:: How to complete this task ::
Could you print every record below exactly as written?

Stored records:
▬▬▬▬▬▬

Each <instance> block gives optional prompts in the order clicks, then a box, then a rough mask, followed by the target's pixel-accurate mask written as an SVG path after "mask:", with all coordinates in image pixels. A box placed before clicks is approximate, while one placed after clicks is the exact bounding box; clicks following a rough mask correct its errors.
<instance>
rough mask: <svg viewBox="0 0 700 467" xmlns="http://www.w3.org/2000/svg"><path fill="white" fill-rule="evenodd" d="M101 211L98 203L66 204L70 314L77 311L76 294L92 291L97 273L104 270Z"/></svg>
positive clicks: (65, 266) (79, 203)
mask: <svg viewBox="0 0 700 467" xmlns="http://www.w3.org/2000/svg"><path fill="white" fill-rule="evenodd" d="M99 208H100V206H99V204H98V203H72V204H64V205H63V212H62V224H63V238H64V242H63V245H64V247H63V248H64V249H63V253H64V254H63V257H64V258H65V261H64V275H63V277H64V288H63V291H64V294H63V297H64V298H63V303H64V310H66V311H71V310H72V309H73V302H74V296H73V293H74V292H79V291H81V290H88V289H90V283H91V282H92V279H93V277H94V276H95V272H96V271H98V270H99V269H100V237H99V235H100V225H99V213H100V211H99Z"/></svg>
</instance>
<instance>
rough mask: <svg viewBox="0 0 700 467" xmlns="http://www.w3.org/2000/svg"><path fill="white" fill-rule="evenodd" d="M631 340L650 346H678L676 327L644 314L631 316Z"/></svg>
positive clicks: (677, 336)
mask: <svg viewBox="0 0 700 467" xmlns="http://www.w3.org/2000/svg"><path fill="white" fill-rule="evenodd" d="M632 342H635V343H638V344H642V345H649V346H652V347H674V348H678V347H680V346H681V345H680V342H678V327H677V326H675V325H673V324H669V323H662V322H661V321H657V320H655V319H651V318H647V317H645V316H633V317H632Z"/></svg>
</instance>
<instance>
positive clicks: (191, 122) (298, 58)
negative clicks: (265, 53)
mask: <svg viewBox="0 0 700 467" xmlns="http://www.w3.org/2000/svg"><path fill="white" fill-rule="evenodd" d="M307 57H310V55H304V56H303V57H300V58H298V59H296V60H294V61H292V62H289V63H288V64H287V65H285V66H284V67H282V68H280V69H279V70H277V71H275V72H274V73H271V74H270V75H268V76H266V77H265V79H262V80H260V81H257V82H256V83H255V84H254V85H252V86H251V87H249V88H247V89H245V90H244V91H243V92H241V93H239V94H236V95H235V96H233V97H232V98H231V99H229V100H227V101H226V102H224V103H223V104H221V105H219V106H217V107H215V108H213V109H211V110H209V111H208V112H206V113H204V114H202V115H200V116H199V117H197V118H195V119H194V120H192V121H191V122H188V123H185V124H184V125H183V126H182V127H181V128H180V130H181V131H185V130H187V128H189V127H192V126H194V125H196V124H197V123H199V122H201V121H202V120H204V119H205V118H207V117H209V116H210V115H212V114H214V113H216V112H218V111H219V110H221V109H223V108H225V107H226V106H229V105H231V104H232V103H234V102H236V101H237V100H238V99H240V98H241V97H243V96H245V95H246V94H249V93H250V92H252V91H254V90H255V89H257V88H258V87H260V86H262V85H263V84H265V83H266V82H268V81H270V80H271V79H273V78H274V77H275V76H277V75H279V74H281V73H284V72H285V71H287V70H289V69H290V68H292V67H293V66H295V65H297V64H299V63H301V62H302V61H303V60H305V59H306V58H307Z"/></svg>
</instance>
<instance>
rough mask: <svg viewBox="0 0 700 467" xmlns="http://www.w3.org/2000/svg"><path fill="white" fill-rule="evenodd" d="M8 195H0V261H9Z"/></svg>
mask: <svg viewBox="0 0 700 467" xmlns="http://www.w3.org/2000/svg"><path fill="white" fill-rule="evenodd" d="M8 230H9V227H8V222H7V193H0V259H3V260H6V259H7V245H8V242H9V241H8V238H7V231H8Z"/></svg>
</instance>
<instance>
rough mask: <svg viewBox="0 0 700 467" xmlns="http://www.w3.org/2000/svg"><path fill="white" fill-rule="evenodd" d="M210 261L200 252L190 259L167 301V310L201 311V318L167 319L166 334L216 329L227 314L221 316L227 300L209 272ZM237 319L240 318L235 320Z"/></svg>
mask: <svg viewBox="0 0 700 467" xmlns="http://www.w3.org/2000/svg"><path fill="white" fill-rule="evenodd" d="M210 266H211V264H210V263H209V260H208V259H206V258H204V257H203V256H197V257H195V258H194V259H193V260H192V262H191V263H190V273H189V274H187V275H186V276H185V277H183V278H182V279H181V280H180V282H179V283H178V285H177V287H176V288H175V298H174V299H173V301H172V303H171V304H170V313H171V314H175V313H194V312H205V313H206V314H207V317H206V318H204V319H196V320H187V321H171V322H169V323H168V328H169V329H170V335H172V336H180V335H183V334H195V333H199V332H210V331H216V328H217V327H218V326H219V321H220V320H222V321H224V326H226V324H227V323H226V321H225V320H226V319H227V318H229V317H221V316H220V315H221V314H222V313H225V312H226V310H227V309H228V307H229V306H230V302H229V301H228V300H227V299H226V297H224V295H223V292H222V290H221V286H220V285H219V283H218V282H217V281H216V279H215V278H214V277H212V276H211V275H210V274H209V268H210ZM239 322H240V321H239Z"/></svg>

▬▬▬▬▬▬

:: Output of the exercise ::
Each <instance> block gives optional prompts in the order clicks, then a box, then a rough mask, followed by the target's pixel-accurate mask written as an SVG path after "mask:", with all coordinates in image pixels. A box placed before clicks is approximate, while one placed after clicks is the exact bounding box; clicks following a rough mask correct its errors.
<instance>
rough mask: <svg viewBox="0 0 700 467" xmlns="http://www.w3.org/2000/svg"><path fill="white" fill-rule="evenodd" d="M101 211L98 203L66 204L70 314L77 311L76 294L92 291L97 273L104 270Z"/></svg>
positive clicks: (65, 266) (79, 203)
mask: <svg viewBox="0 0 700 467" xmlns="http://www.w3.org/2000/svg"><path fill="white" fill-rule="evenodd" d="M99 208H100V206H99V204H98V203H72V204H64V205H63V212H62V224H63V238H64V242H63V245H64V247H63V248H64V249H63V253H64V254H63V257H64V258H65V261H64V275H63V277H64V288H63V291H64V294H63V297H64V298H63V303H64V310H66V311H71V310H72V309H73V302H74V296H73V293H74V292H79V291H81V290H88V289H90V283H91V282H92V279H93V277H94V276H95V272H96V271H98V270H99V269H100V237H99V235H100V225H99V213H100V211H99Z"/></svg>
</instance>
<instance>
rough mask: <svg viewBox="0 0 700 467" xmlns="http://www.w3.org/2000/svg"><path fill="white" fill-rule="evenodd" d="M631 340L650 346H678L676 327L644 314L631 316Z"/></svg>
positive clicks: (677, 336)
mask: <svg viewBox="0 0 700 467" xmlns="http://www.w3.org/2000/svg"><path fill="white" fill-rule="evenodd" d="M632 342H635V343H638V344H642V345H649V346H652V347H674V348H678V347H680V346H681V345H680V342H678V327H677V326H675V325H673V324H669V323H662V322H661V321H657V320H655V319H651V318H647V317H645V316H633V317H632Z"/></svg>
</instance>
<instance>
positive clicks: (191, 122) (298, 58)
negative clicks: (265, 53)
mask: <svg viewBox="0 0 700 467" xmlns="http://www.w3.org/2000/svg"><path fill="white" fill-rule="evenodd" d="M307 57H310V55H304V56H303V57H300V58H298V59H296V60H294V61H292V62H289V63H288V64H287V65H285V66H284V67H282V68H280V69H279V70H277V71H275V72H274V73H271V74H270V75H268V76H266V77H265V79H262V80H260V81H257V82H256V83H255V84H254V85H252V86H251V87H249V88H247V89H245V90H244V91H243V92H241V93H239V94H236V95H235V96H233V97H232V98H231V99H229V100H227V101H226V102H224V103H223V104H221V105H219V106H217V107H215V108H213V109H211V110H209V111H208V112H206V113H204V114H202V115H200V116H199V117H197V118H195V119H194V120H192V121H191V122H188V123H185V124H184V125H183V126H182V127H181V128H180V130H181V131H185V130H187V128H189V127H192V126H194V125H196V124H197V123H199V122H201V121H202V120H204V119H205V118H207V117H209V116H210V115H212V114H214V113H216V112H218V111H219V110H221V109H223V108H225V107H226V106H229V105H231V104H232V103H234V102H236V101H237V100H238V99H240V98H241V97H243V96H245V95H246V94H249V93H250V92H252V91H254V90H255V89H257V88H258V87H260V86H262V85H263V84H265V83H266V82H268V81H270V80H271V79H273V78H274V77H275V76H277V75H279V74H281V73H284V72H285V71H287V70H289V69H290V68H292V67H293V66H295V65H297V64H299V63H301V62H302V61H303V60H305V59H306V58H307Z"/></svg>
</instance>
<instance>
rough mask: <svg viewBox="0 0 700 467" xmlns="http://www.w3.org/2000/svg"><path fill="white" fill-rule="evenodd" d="M8 195H0V261H9Z"/></svg>
mask: <svg viewBox="0 0 700 467" xmlns="http://www.w3.org/2000/svg"><path fill="white" fill-rule="evenodd" d="M8 230H9V227H8V222H7V193H0V259H3V260H6V259H7V245H8V242H9V241H8V238H7V231H8Z"/></svg>
</instance>
<instance>
rough mask: <svg viewBox="0 0 700 467" xmlns="http://www.w3.org/2000/svg"><path fill="white" fill-rule="evenodd" d="M210 261L200 252L190 259L167 301V310L201 311V318L167 319L166 334L216 329L227 314L221 316L227 300L209 272ZM237 319L240 318L235 320Z"/></svg>
mask: <svg viewBox="0 0 700 467" xmlns="http://www.w3.org/2000/svg"><path fill="white" fill-rule="evenodd" d="M210 266H211V264H210V263H209V260H208V259H206V258H204V257H203V256H197V257H195V258H194V259H193V260H192V262H191V263H190V273H189V274H187V275H186V276H185V277H183V278H182V279H181V280H180V282H179V283H178V285H177V287H176V288H175V298H174V299H173V301H172V303H171V304H170V313H171V314H175V313H194V312H205V313H206V314H207V317H206V318H204V319H196V320H187V321H171V322H169V323H168V328H169V329H170V335H172V336H180V335H183V334H195V333H199V332H210V331H216V328H217V327H218V326H219V321H220V320H222V321H224V326H226V324H227V323H226V321H225V320H226V319H227V318H229V317H221V316H220V315H221V314H222V313H225V312H226V310H227V309H228V307H229V306H230V302H229V301H228V300H227V299H226V297H224V295H223V292H222V290H221V286H220V285H219V283H218V282H217V281H216V279H215V278H214V277H212V276H211V275H210V274H209V268H210ZM239 322H240V321H239Z"/></svg>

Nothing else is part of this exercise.